Dataset items
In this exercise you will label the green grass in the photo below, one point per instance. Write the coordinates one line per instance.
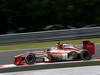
(44, 44)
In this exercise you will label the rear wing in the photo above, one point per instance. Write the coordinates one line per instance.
(89, 46)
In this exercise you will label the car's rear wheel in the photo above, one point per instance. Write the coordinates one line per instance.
(30, 58)
(72, 55)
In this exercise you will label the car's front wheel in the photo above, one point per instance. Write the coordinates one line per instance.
(30, 58)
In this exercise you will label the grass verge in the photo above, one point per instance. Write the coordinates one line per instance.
(44, 44)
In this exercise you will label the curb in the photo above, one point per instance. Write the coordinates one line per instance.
(41, 66)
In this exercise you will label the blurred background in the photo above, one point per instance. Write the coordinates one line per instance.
(19, 16)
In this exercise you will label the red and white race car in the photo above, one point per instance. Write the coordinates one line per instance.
(63, 52)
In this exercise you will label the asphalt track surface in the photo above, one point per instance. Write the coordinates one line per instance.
(7, 57)
(87, 70)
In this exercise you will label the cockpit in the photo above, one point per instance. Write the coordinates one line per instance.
(68, 46)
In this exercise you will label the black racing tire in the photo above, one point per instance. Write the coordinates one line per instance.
(30, 58)
(72, 55)
(85, 55)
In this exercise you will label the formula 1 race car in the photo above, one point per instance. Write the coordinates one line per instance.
(63, 52)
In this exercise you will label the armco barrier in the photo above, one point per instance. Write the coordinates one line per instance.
(50, 66)
(50, 35)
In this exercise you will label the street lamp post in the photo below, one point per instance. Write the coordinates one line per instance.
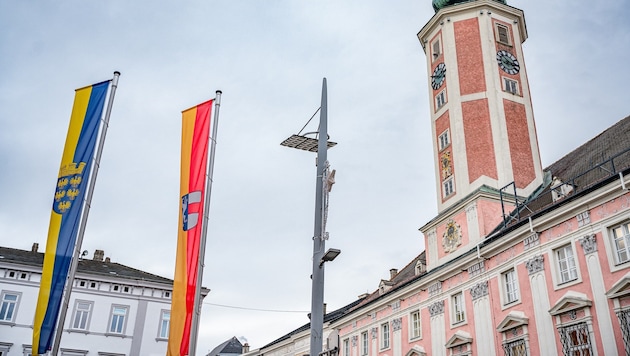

- Work instructions:
Starting at the line with "In this exercise you will label the red" and continuing through the last of the lines, rewrite them with "armco barrier" changed to "guardrail" and nothing else altered. Leave out the pictures.

- Finished exercise:
In this exercise you will label the red and white race car in the photo above, one point per instance. Write the coordinates one line per instance.
(63, 52)
In this exercise you will label the asphalt track surface in the photo above, one point per instance. Write the coordinates one line per instance.
(7, 57)
(87, 70)
In this exercise you will label the cockpit in the photo above, one point per instance. Write the coordinates one line per instance.
(68, 46)
In this exercise you will label the black racing tire in the photo above, one point per instance. Write the coordinates one line per instance.
(30, 58)
(72, 55)
(85, 55)
In this exercise you will label the formula 1 race car in the photo above, one point per instance. Write the coordinates one line per instance.
(63, 52)
In this exercise you will label the guardrail in the photo above, one point per instance. Write the coordinates one line per instance.
(50, 66)
(50, 35)
In this exercise you will label the street lamp post in the photo below, one point per instance. Write the coordinates one line per instance.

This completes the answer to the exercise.